◆ The task:
Search the data for the string "written" and gather each line it is in.
*** Opening Information shown ***
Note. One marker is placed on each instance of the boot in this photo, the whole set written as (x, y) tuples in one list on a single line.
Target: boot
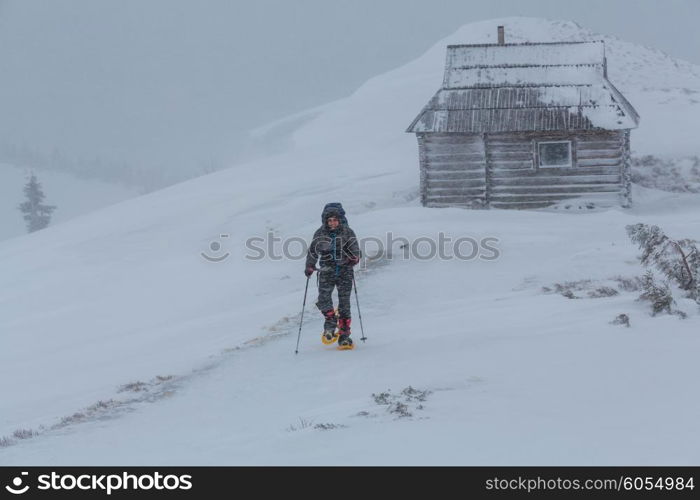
[(329, 334), (344, 340)]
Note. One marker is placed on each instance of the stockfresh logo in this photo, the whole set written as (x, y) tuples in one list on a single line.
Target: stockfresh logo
[(18, 487)]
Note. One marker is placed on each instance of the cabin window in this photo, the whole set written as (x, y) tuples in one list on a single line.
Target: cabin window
[(554, 154)]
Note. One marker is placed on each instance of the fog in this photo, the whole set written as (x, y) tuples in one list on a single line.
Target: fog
[(154, 91)]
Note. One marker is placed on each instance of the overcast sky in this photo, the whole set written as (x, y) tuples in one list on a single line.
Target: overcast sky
[(161, 82)]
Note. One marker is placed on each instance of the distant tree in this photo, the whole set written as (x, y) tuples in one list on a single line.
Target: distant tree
[(678, 260), (36, 214)]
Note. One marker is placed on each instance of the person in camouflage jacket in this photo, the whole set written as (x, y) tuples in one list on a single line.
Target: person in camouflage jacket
[(335, 247)]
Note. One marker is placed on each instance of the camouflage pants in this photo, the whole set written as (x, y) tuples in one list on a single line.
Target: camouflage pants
[(327, 280)]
*** Closing Information shown ***
◆ Response to the task:
Note. One marker is placed on each instance of the boot in this photo, the whole set written as (x, y) tuples in one list on a single line.
Note. One marker is placed on each instance of the stockfresh logo in this photo, the whole set written as (x, y) tuples in one list on a single line.
Note. One marker is placed on each instance of the cabin window in this photo, the whole set written as (x, y) tuples in one list on a single line.
Note. One marker is placed on each instance of the fog in this photo, the whole set written as (x, y) tuples in one list on a single line.
Note. One marker is placed on each instance of the overcast sky in this photo, the whole set written as (x, y) tuples in one list on a single line.
Note. One marker is placed on each instance of the distant tree in this photo, the whole set written as (x, y) tuples in one list on a single line.
Note. One marker is placed on each instance of the person in camouflage jacket in this photo, the whole set written as (x, y) tuples in one list on a single line.
Note. One marker is placed on each instance of the camouflage pants in this photo, the whole set written as (x, y) tuples in one list on a single line.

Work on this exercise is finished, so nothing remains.